**INFORMATION GIVEN:**
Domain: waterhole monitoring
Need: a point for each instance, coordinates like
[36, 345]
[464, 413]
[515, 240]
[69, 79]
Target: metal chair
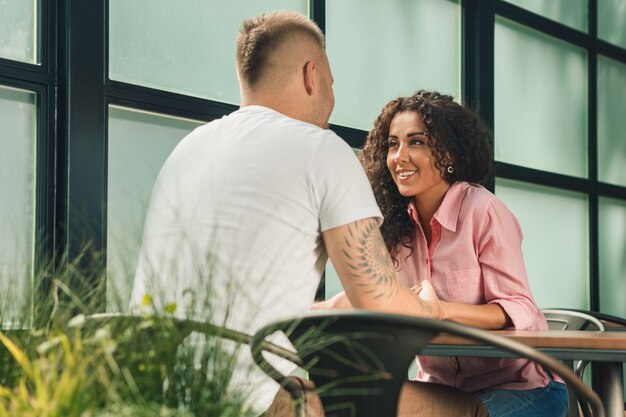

**SHORT PROBLEM:** Copy the item above line for line, without any changes, and leave out the picture.

**RESPONSE:**
Domain: waterhole monitoring
Need: a point for each instance, coordinates like
[36, 345]
[464, 413]
[515, 240]
[69, 79]
Target: metal chair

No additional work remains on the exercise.